反骨心は僕には必要なかった(松坂大輔)

クリッピングから
毎日新聞2020年2月19日朝刊
松坂「悪あがきしてやろうと」
39歳 反骨心より野球愛


    —14年ぶりの西武キャンプには、もう慣れたか。
  ◆自分の中ではなじんでいるつもり。
   他の選手と一緒だったら、話に入って、いじっている。


    —一緒に練習した若手が緊張でミスする場面もあった。
  ◆気を使わせて申し訳ないなと思っている。
   若い選手には遠慮せず、自分がミスしたら
   どんどんやじってほしい。


    —9月に40歳を迎える。
     新人時代にここまで現役を続けるイメージはあったか。
  ◆漠然としていた。でも、もっと体調面の不安を感じることなく、
   元気な状態で元気な球を投げていると思っていた。


    —米国から2014年12月に日本球界に戻って以降、
     苦しんでいる期間が長い。現役を続けている支えとは。
  ◆野球が好きだという気持ちが消えなかったから。
  正直つらいなと思った時期もあった。
  やめたら楽になるだろうなと考えたけど、
   そう考えた日でも最後は好きだという気持ちが上回るから続けてこられた。


    —松坂投手には反骨心がある。
  ◆(反骨心を)持った時期もあったけど、あまり必要なかった。

============================================================

:: 問題と課題 ::
A: 原文によると、松坂投手が現役を続けてこられた支えは何か。
B: 次の(i)〜(iii)が原文の内容と合っているかを、それぞれ「はい」か「いいえ」で答え、判断の決め手となる原文の語句をそのまま引用せよ。
(i) 松坂投手にとって、今回の西武キャンプは14年ぶりである。
(ii) 松坂投手は、自分がミスをしても若手選手にはやじらないでほしいと考えている。
(iii) 松坂投手は、反骨心を一度も持ったことがない。
資料は原文とは別個のものである。

セグメンテーション記録の抜粋

============================================================

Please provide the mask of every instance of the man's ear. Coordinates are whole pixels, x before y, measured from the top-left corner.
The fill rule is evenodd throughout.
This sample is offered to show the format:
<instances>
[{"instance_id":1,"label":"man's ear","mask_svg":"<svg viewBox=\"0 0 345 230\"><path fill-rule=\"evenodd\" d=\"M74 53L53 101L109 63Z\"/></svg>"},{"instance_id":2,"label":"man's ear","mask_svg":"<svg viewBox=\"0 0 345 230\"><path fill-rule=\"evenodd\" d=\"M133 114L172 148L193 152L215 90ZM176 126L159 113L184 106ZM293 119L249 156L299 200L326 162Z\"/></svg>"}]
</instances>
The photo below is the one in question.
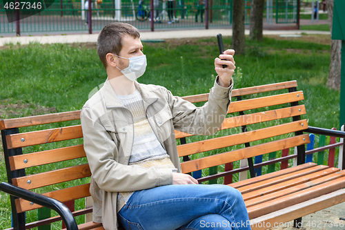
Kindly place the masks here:
<instances>
[{"instance_id":1,"label":"man's ear","mask_svg":"<svg viewBox=\"0 0 345 230\"><path fill-rule=\"evenodd\" d=\"M107 59L108 65L115 67L117 66L116 59L114 58L114 55L110 52L107 53L106 56L106 59Z\"/></svg>"}]
</instances>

============================================================

:: 記述解答 ::
A: 野球が好きだという気持ちが消えなかったことである。

B:
(i) はい。「14年ぶりの西武キャンプ」
(ii) いいえ。「どんどんやじってほしい」
(iii) いいえ。「(反骨心を)持った時期もあったけど、あまり必要なかった」